▶ **Problems to work on**:
(1) From the Dungeon Tycoon excerpt, list each trait that it says characters in gamelit have.
(2) Duplicate a passage of the Dungeon Tycoon excerpt word for word. Begin at the words "Allow me to" and stop after "tabletop role-playing games.".

-- Start Document excerpt --

Dungeon Tycoon

As background the first thing you must know is gamelit. The second thing you must know is Dakota Krout.

Allow me to explain.

Gamelit (game literature) is a genre of fiction in which the rules of reality follow the logic of a video game. Characters have attributes that can be described in numbers. They have distinct levels potency and can level up after gaining experience (or through some other mechanism). Sometimes they even have actual character sheets, a concept from tabletop role-playing games.

Dakota Krout is an author of some popularity who publishes electronically first and tells stories in the gamelit style set in various fantasy worlds. In his first series, beginning with Dungeon Born, Mr. Krout told the story of a dungeon core named Cal and of the person who first discovered the dungeon named Dale. Knowing the potential value of a dungeon Dale purchases the "worthless" mountain that houses the dungeon for practically nothing and then gains money and notoriety for allowing people into "his" dungeon. As time goes on the dungeon grows deeper and deeper into the mountain, adding rooms and monsters to challenge would-be heroes who then meditate in the cleared dungeon levels to absorb the ambient energies of a dungeon in order to level up.

-- End Document excerpt --
-- Start Stored data --

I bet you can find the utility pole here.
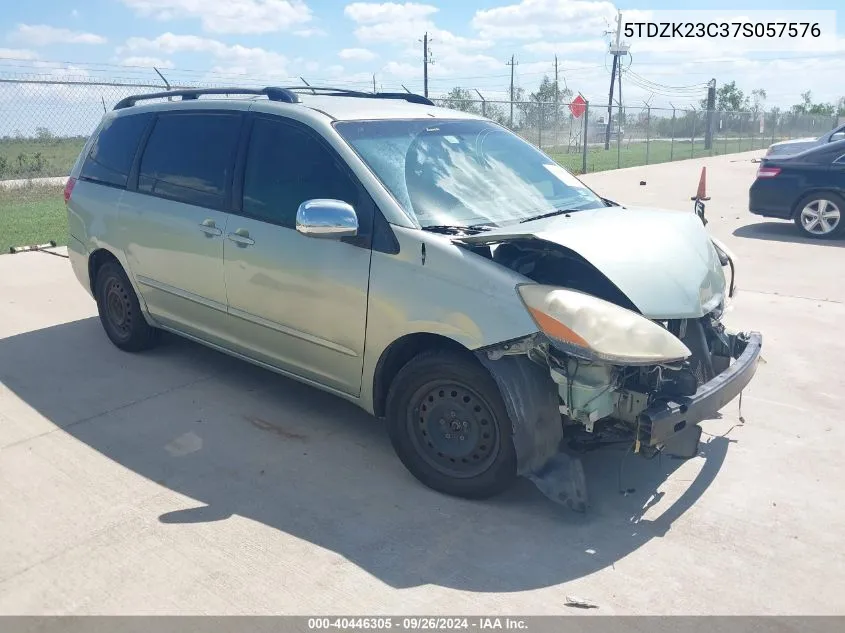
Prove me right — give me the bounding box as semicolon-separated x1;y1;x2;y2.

-- End Stored data --

▶ **Outputs**:
(1)
- Attributes that can be described in numbers
- Distinct levels of potency
- The ability to level up after gaining experience (or through some other mechanism)
- Sometimes, actual character sheets

(2)
Allow me to explain.

Gamelit (game literature) is a genre of fiction in which the rules of reality follow the logic of a video game. Characters have attributes that can be described in numbers. They have distinct levels potency and can level up after gaining experience (or through some other mechanism). Sometimes they even have actual character sheets, a concept from tabletop role-playing games.